# PROVIDED DATA
──────────

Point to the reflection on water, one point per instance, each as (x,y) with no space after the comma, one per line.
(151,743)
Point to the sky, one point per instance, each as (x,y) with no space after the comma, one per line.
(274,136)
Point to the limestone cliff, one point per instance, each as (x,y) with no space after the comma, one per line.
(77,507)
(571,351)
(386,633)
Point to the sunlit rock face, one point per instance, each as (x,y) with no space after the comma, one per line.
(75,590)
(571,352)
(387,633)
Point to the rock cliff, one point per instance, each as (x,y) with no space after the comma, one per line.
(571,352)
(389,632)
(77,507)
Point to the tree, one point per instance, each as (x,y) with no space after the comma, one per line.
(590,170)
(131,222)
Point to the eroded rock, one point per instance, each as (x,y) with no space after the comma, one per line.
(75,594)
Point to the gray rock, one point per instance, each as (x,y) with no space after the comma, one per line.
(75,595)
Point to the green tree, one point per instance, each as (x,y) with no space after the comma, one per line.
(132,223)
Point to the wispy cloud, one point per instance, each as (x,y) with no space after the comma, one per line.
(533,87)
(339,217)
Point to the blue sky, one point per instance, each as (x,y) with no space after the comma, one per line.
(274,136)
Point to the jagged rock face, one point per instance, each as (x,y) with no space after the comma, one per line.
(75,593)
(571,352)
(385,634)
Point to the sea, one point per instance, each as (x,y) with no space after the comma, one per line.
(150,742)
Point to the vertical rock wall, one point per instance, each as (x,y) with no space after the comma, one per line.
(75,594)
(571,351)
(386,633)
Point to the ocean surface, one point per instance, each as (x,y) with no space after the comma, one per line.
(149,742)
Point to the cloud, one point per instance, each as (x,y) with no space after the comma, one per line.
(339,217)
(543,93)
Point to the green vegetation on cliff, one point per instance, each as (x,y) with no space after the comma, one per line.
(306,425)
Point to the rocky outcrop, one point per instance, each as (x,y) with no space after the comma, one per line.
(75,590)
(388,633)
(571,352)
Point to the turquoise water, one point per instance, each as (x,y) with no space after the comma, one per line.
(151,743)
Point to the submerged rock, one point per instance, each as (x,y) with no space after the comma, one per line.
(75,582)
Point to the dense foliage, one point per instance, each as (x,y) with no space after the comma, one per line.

──────────

Each record above should be output again exactly.

# ANSWER TO THE TASK
Point to the reflection on water, one point per instance, each as (x,y) with no space after the comma, one per line.
(151,743)
Point to the sky, one point per instance, each as (x,y) with no space after the comma, one per line.
(274,136)
Point to the limestone cliff, one point per instance, each as (x,y) with no space after the comma, one per line.
(77,507)
(571,351)
(386,633)
Point to the sunlit rock face, one point per instance, each as (x,y) with no space after the comma, one per line.
(75,590)
(571,352)
(387,633)
Point to the rock cliff, one point per instance, each as (x,y) with no space after the comma, one per line.
(571,352)
(389,632)
(77,507)
Point to the tree, one point per instance, each as (x,y) with no space after the comma, one per line.
(590,170)
(131,222)
Point to the eroded rock, one point per instance, each as (x,y) with no space after the comma, one per line.
(75,594)
Point to the gray rock, one point per instance, each as (x,y) with no space after the comma, one per line.
(75,595)
Point to the green tree, one point per instance, each as (x,y) with no space after the comma, one per line.
(132,223)
Point to the wispy cloud, one point per instance, each as (x,y) with no space after the comma, one per line.
(533,87)
(339,217)
Point to the blue sky, one point per instance, each as (x,y) with no space after the comma, one per line.
(274,136)
Point to the jagged rock face, one point per instance, each as (x,y) with no space after the comma, one per line.
(75,593)
(571,352)
(385,634)
Point to the sea, one point per instance, each as (x,y) with no space after the comma, one per line.
(150,742)
Point to the vertical rock wall, one point per instance, each as (x,y) with no space after the comma, one per line.
(75,594)
(571,351)
(386,633)
Point to the ocean surface, one point per instance, each as (x,y) with no space after the comma, one per line.
(149,742)
Point to the cloud, one point per instance, each as (x,y) with no space after the comma, one per line.
(339,217)
(543,93)
Point to the green vegetation on cliff, one point per instance, each as (x,y) with no space after the comma, one per line.
(306,425)
Point to the rocky outcrop, one point per instance, each as (x,y) with no space after the comma, one per line.
(75,590)
(388,633)
(571,352)
Point to the turquoise water, one point per instance, each as (x,y) with no space after the comma, one per line.
(151,743)
Point to the submerged rock, one point per instance, each as (x,y) with no space after the comma, one per line.
(75,582)
Point to the dense foliage, one point per instance, each as (x,y) with no space after the comma, one per line.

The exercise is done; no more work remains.